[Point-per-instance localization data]
- - -
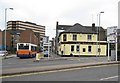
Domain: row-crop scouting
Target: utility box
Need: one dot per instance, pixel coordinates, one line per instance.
(113, 56)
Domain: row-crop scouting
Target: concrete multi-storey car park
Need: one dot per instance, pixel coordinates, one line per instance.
(20, 31)
(81, 40)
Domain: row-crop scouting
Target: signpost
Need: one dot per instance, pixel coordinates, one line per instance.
(112, 38)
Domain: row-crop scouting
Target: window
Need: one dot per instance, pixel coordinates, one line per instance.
(89, 37)
(77, 48)
(89, 48)
(74, 37)
(83, 49)
(99, 50)
(64, 37)
(72, 48)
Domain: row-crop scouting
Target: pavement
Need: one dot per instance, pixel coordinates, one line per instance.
(55, 67)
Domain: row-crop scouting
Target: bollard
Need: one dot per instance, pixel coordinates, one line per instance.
(37, 56)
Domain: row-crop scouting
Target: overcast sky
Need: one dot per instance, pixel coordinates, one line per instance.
(66, 12)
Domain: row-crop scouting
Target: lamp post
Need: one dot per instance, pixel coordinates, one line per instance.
(99, 32)
(6, 25)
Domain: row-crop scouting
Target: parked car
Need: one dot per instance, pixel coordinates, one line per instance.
(3, 53)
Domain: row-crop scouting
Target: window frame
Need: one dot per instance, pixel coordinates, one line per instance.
(64, 37)
(72, 48)
(89, 48)
(89, 37)
(77, 48)
(74, 37)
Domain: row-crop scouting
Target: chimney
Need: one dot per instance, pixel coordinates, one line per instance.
(93, 26)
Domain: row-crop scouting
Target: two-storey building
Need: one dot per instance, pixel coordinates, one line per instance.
(79, 40)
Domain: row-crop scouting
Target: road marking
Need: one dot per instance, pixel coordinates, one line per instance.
(109, 78)
(53, 71)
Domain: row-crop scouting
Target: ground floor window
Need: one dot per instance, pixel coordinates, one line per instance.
(89, 48)
(72, 48)
(99, 50)
(77, 48)
(83, 49)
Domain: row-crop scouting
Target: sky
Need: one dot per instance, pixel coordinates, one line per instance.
(66, 12)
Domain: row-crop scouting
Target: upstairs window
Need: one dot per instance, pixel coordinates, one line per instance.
(64, 37)
(72, 48)
(89, 37)
(74, 37)
(77, 48)
(89, 48)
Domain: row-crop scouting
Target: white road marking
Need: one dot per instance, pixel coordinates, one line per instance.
(109, 78)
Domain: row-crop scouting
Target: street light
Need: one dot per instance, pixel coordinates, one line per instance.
(6, 25)
(98, 31)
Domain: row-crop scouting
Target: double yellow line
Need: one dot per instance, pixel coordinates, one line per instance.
(53, 71)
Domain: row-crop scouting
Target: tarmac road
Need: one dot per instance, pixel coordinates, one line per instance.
(96, 73)
(15, 62)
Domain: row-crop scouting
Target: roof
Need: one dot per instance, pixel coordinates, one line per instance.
(64, 27)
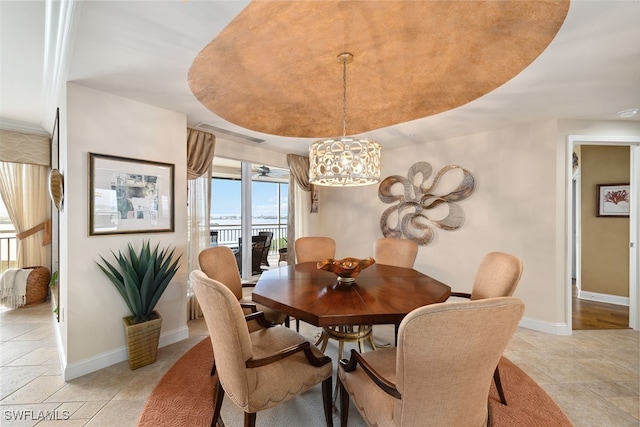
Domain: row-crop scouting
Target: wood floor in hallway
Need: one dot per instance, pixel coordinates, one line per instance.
(598, 315)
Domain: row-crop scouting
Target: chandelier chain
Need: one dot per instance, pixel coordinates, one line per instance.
(344, 95)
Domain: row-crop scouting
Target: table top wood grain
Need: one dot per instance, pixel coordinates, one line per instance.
(381, 294)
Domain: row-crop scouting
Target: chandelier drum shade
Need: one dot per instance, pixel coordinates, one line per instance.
(345, 161)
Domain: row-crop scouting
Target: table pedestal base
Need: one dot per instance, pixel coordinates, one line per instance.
(347, 333)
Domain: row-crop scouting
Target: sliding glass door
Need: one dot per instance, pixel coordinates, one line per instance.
(249, 199)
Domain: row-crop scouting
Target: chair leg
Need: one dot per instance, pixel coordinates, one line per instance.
(326, 401)
(219, 395)
(344, 404)
(396, 333)
(496, 378)
(249, 419)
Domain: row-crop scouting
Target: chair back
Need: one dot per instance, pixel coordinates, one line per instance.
(314, 248)
(497, 276)
(219, 263)
(396, 252)
(229, 334)
(452, 352)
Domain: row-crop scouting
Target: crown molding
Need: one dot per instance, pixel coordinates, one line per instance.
(22, 127)
(61, 21)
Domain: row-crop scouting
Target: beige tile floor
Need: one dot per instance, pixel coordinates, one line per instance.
(592, 375)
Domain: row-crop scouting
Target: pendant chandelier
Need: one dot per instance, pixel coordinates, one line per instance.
(346, 161)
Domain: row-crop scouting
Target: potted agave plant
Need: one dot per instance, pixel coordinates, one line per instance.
(141, 278)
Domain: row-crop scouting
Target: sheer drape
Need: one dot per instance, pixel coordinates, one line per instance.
(23, 190)
(200, 150)
(300, 191)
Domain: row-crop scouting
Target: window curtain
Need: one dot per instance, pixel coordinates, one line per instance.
(24, 171)
(299, 202)
(200, 150)
(23, 190)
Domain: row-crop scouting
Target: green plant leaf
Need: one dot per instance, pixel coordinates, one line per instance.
(141, 277)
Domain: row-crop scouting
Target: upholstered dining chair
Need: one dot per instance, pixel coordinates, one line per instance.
(314, 248)
(440, 373)
(261, 369)
(219, 263)
(497, 276)
(396, 252)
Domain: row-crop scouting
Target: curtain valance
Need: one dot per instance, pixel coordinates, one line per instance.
(18, 147)
(200, 149)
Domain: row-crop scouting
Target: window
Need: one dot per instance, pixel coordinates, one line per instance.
(269, 203)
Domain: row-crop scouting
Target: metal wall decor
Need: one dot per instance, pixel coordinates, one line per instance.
(411, 212)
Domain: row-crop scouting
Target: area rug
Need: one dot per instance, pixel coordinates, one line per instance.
(184, 397)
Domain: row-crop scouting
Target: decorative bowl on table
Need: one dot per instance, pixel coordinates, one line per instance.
(346, 269)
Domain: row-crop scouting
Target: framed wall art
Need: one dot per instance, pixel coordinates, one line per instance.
(613, 200)
(130, 196)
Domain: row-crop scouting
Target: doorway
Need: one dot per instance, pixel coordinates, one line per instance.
(600, 308)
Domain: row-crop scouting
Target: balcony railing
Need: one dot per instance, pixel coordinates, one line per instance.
(8, 251)
(228, 235)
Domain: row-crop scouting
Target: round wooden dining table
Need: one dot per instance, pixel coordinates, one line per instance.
(381, 294)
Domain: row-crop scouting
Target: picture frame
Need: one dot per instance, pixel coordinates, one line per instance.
(130, 195)
(613, 200)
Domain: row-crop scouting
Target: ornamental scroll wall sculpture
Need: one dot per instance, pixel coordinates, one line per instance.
(413, 206)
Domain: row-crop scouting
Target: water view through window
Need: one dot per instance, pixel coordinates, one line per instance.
(269, 202)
- - -
● **What to work on**:
The records above must all be output exactly. Omit the images.

● **Output of the task**:
Domain: row-crop scouting
Target: utility box
Need: one dot per instance, pixel coordinates, one line per instance.
(113, 56)
Domain: row-crop scouting
Target: concrete multi-storey car park
Need: one dot per instance, pixel coordinates, one line per instance.
(20, 31)
(81, 40)
Domain: row-crop scouting
Target: signpost
Need: one dot per instance, pixel coordinates, one line per instance.
(112, 38)
Domain: row-crop scouting
Target: window
Need: one dot per instance, pixel coordinates, one line per instance.
(89, 37)
(77, 48)
(89, 48)
(74, 37)
(83, 49)
(99, 50)
(64, 37)
(72, 48)
Domain: row-crop scouting
Target: pavement
Need: one dot per instance, pixel coordinates, one line per instance.
(55, 67)
Domain: row-crop scouting
Target: bollard
Need: one dot per instance, pixel coordinates, one line per instance.
(37, 56)
Domain: row-crop scouting
Target: overcast sky
Need: one dot per instance, pixel coordinates, one line per instance.
(66, 12)
Domain: row-crop scouting
Target: lamp post
Need: one dot per instance, pixel coordinates, one line per instance.
(99, 32)
(6, 25)
Domain: row-crop scouting
Target: parked car
Need: one dot per instance, pixel coordinates, one line per instance.
(3, 53)
Domain: row-crop scouting
Target: window frame
Need: one dot per instance, pixel coordinates, one line per instance.
(64, 37)
(72, 48)
(89, 48)
(89, 37)
(77, 48)
(74, 37)
Domain: row-crop scouting
Target: chimney
Need: one dot per instance, pixel coordinates, one line per instance.
(93, 26)
Domain: row-crop scouting
Target: two-storey building
Need: one dot per instance, pixel coordinates, one line per instance.
(79, 40)
Domain: row-crop scouting
Target: road marking
Need: one dot per instance, pixel coordinates, one line per instance.
(109, 78)
(53, 71)
Domain: row-crop scouting
Target: ground floor window
Need: one dot per instance, pixel coordinates, one line per instance.
(89, 48)
(72, 48)
(99, 50)
(77, 48)
(83, 49)
Domain: row-crop scouting
Target: sky
Need: one dot per instance, pixel coordinates, one line per instance.
(66, 12)
Domain: row-crop scouting
Target: upstairs window
Need: one dot per instance, pixel coordinates, one line per instance.
(64, 37)
(72, 48)
(89, 37)
(74, 37)
(77, 48)
(89, 48)
Domain: row-crop scouting
Target: white road marking
Need: one dot per instance, pixel coordinates, one line per instance.
(109, 78)
Domain: row-crop scouting
Target: street light
Need: one dot per instance, pixel coordinates, one line per instance.
(6, 25)
(98, 31)
Domain: row-crop scouting
Target: double yellow line
Need: one dot per instance, pixel coordinates, one line per instance.
(53, 71)
Domain: row-crop scouting
Target: tarmac road
Need: one dot per instance, pixel coordinates, one line per instance.
(96, 73)
(15, 62)
Domain: row-crop scouting
Target: roof
Need: one dot per instance, pixel coordinates, one line per instance.
(64, 27)
Domain: row-crop scouting
Target: wood floor in hallway
Need: one dot per instance, pixel coordinates, one line per instance.
(598, 315)
Domain: row-crop scouting
Target: chandelier chain
Need: one dot per instance, pixel coordinates, one line per instance.
(344, 95)
Domain: row-crop scouting
Target: table top wood grain
Need: one dot per instance, pixel coordinates, one line per instance.
(381, 294)
Domain: row-crop scouting
Target: chandelier drum shade
Need: one dot per instance, pixel coordinates, one line per instance.
(345, 161)
Domain: row-crop scouting
Target: table pedestal base
Need: one dot per instance, pixel coordinates, one line per instance.
(347, 333)
Domain: row-crop scouting
Target: sliding glass door
Need: one dot per instance, pixel coordinates, one line per instance.
(249, 199)
Domain: row-crop scouting
Target: chair leg
Need: one dot per instance, pixel coordinates, one line per instance.
(326, 401)
(219, 395)
(344, 404)
(396, 333)
(496, 378)
(249, 419)
Domain: row-crop scouting
Target: chair back
Need: one dot per instance, pixel coordinates, one line per instance.
(314, 248)
(497, 276)
(219, 263)
(396, 252)
(229, 334)
(452, 352)
Domain: row-crop scouting
Target: crown molding
Need: one dot per instance, pixel coordinates, one line per instance.
(22, 127)
(61, 21)
Domain: row-crop scouting
Target: beige tile floor
Need: one dot per instance, pixel coordinates, one line per instance.
(592, 375)
Domain: row-crop scouting
Target: pendant chandelier
Need: one dot per instance, pixel coordinates, one line per instance.
(346, 161)
Domain: row-crop scouting
Target: potted agave plant
Need: one dot per instance, pixel coordinates, one line per instance.
(141, 278)
Domain: row-crop scouting
Target: sheer drape
Need: one dot per instance, pixel coordinates, one line per instance.
(23, 190)
(200, 150)
(300, 191)
Domain: row-crop scouting
Target: window curtain
Need: one dot per instance, pixel coordinates, one line per instance.
(24, 171)
(299, 202)
(200, 150)
(23, 190)
Domain: row-crop scouting
Target: green plant leaf
Need: one dot per instance, pixel coordinates, one line per instance.
(141, 277)
Domain: row-crop scouting
Target: upholstered dining chair
Need: one dot per instance, pixel coordinates, one line per instance.
(314, 248)
(440, 373)
(261, 369)
(219, 263)
(497, 276)
(396, 252)
Domain: row-crop scouting
Target: curtain valance
Need: one dot per instance, pixel coordinates, one line per instance.
(18, 147)
(200, 149)
Domain: row-crop scouting
Target: window
Need: one dot per instance, pixel coordinates, one line per instance.
(269, 203)
Domain: row-crop scouting
Target: metal wall decor
Need: one dot per instance, pixel coordinates, one line per instance.
(411, 212)
Domain: row-crop scouting
Target: area rug
Need: one dot per instance, pixel coordinates, one line per instance.
(184, 397)
Domain: row-crop scouting
Target: decorative bowl on table
Need: one dot per instance, pixel coordinates, one line per instance.
(346, 269)
Domain: row-crop scouting
Target: framed wall art
Need: one dot per instance, pixel coordinates, one line per instance.
(613, 200)
(130, 196)
Domain: row-crop scouting
Target: doorway
Need: one dot per instance, pixel coordinates, one line per instance.
(600, 308)
Domain: row-crop scouting
Target: balcony railing
Need: one dot per instance, pixel coordinates, one line per instance.
(8, 251)
(228, 235)
Domain: row-crop scouting
Target: round wooden dining table
Need: one dot per instance, pixel coordinates, one line per instance.
(381, 294)
Domain: row-crop scouting
Target: picture frame
Need: one dot per instance, pixel coordinates, one line per instance.
(130, 195)
(613, 200)
Domain: row-crop scouting
Target: ornamental scroll wall sculpture
Need: one dot per instance, pixel coordinates, one line per instance.
(413, 206)
Domain: row-crop scouting
Target: water view through window
Need: one dot per instance, pixel coordinates, one line per instance.
(269, 202)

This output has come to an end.